> **WORK REQUEST 1**:
List the four numbered headings that the excerpt on AI search gives as strategic signals for marketers.
> **WORK REQUEST 2**:
From the excerpt on AI search, copy the passage that begins at the words "Why Reid believes" and stops after the words "increases the volume.".
BEGIN EXCERPT TO READ
That shift creates major implications for SEO, paid search, and content strategy.
The shift may push marketers to think beyond isolated keywords and focus more on intent, context, and problem-solving. Brands may need to optimize around broader user intent, conversational phrasing, contextual relevance, and real-world problem solving.
Longer queries also mean search intent becomes more nuanced. AI systems can interpret context more effectively, which may reduce the importance of rigid keyword targeting while increasing the value of semantic relevance and topical depth.
For B2B marketers, this trend aligns closely with how buyers research solutions. Users increasingly expect search engines to understand full business challenges instead of fragmented search terms.
What marketers should know about AI search visibility
Marketers should pay close attention to several strategic signals from Reid’s comments.
1. Build content around expertise, not keyword stuffing
Google’s evolving AI systems appear increasingly focused on understanding real user intent. Brands relying on shallow SEO tactics or mass-produced keyword pages could lose visibility over time.
Instead, marketers should prioritize:
- Original analysis
- Strong brand perspective
- Expert commentary
- High-value educational content
- Problem-solving resources
2. Optimize for conversational discovery
As search queries become longer and more natural, content structures may need to evolve.
That includes:
- Writing in natural language
- Addressing specific user scenarios
- Building FAQ-style sections
- Covering adjacent intent variations
- Creating deeper topical clusters
3. Diversify traffic sources now
Google’s comments reinforce a long-running concern for publishers and brands: search dependency remains risky.
Marketers should continue investing in:
- Email audiences
- Creator collaborations
- Community building
- LinkedIn distribution
- Owned media ecosystems
- Video and podcast discovery
AI-driven search changes could continue changing how informational search traffic is distributed.
4. Prioritize memorable brand positioning
If AI handles more informational summarization, brands may need stronger differentiation to remain discoverable and memorable.
That means investing in:
- Distinctive insights
- Proprietary data
- Recognizable voices
- Unique frameworks
- Strong creator and executive branding
rands with recognizable expertise and differentiated perspectives may be better positioned in AI-assisted search environments.

Why Reid believes AI slop is still a ranking problem
Reid acknowledged growing concerns around AI-generated spam and low-quality content, often referred to as “AI slop.”
However, she argued that low-quality content has always existed online and that AI simply increases the volume.
Google’s position is that the core challenge is not eliminating spam entirely but improving ranking systems that surface trustworthy and useful content.
For marketers, this reinforces the ongoing importance of quality signals.
As AI-generated content floods the web, search visibility may increasingly depend on:
- Authority
- Credibility
- Engagement quality
- Brand trust
- Original reporting
- Human expertise
This could also accelerate the separation between commodity AI-generated content and genuinely differentiated thought leadership.
What this means for marketers and publishers
Reid’s comments offer one of the clearest public signals yet about how Google views the future of AI search.
The company does not appear focused on replacing the open web entirely. Instead, Reid described Google’s goal as helping users ask broader questions more effortlessly while still connecting them to creators and web content.
For marketers, the takeaway is less about panic and more about adaptation.
SEO strategies built around keyword density, generic informational content, and traffic volume alone may continue losing effectiveness. Meanwhile, brands that invest in authority, differentiated insights, audience ownership, and high-intent experiences could benefit from the next phase of search evolution.
The biggest shift may not be AI replacing Search. It may be AI changing what kinds of content are still worth clicking.
END EXCERPT TO READ
BEGIN DATA EXTRACTS
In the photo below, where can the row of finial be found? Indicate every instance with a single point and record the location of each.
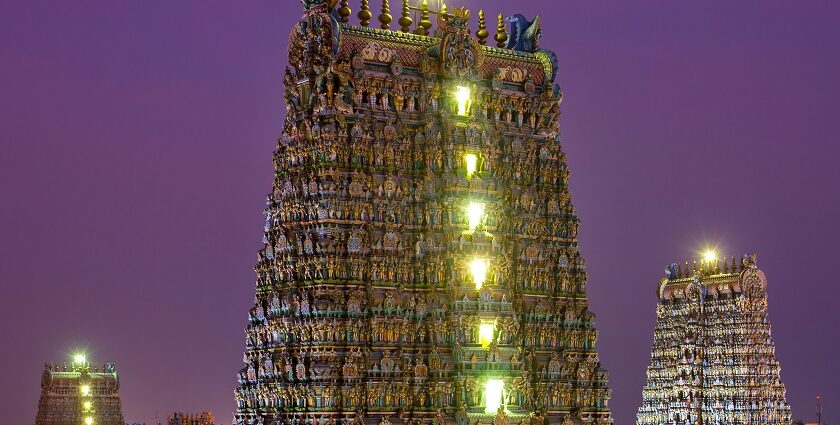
(717, 266)
(422, 28)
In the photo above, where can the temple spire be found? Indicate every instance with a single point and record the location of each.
(405, 20)
(501, 34)
(425, 24)
(344, 11)
(385, 17)
(482, 32)
(364, 14)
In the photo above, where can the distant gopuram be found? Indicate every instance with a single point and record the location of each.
(421, 263)
(79, 394)
(713, 360)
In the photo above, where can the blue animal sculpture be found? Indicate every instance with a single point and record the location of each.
(524, 35)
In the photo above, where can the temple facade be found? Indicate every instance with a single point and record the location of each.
(79, 395)
(181, 418)
(713, 360)
(421, 262)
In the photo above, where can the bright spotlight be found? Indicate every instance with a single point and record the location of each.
(479, 270)
(474, 213)
(462, 96)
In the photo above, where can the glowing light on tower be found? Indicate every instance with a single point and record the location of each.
(462, 96)
(474, 213)
(493, 395)
(485, 334)
(479, 270)
(471, 163)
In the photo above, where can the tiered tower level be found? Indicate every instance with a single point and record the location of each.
(421, 262)
(79, 395)
(713, 360)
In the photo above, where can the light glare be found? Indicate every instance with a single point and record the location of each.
(485, 334)
(479, 271)
(474, 213)
(471, 162)
(493, 395)
(462, 95)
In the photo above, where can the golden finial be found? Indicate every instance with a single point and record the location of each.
(344, 11)
(482, 32)
(364, 14)
(385, 17)
(405, 20)
(501, 33)
(425, 24)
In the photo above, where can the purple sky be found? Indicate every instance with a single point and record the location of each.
(135, 155)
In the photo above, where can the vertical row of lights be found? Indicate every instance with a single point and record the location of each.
(493, 388)
(80, 360)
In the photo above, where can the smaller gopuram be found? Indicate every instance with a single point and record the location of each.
(181, 418)
(713, 359)
(79, 394)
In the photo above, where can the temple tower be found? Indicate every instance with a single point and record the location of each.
(713, 359)
(79, 394)
(421, 261)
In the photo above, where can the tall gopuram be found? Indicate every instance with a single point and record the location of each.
(713, 360)
(79, 394)
(420, 264)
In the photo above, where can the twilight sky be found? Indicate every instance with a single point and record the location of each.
(135, 155)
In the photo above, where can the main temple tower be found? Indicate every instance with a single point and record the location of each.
(713, 360)
(420, 262)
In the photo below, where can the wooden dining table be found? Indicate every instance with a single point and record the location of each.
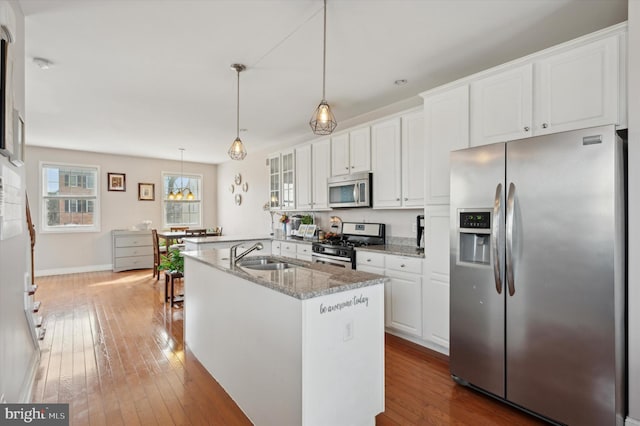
END DATA EXTRACTS
> **TASK RESPONSE 1**:
1. Build content around expertise, not keyword stuffing
2. Optimize for conversational discovery
3. Diversify traffic sources now
4. Prioritize memorable brand positioning

> **TASK RESPONSE 2**:
Why Reid believes AI slop is still a ranking problem
Reid acknowledged growing concerns around AI-generated spam and low-quality content, often referred to as “AI slop.”
However, she argued that low-quality content has always existed online and that AI simply increases the volume.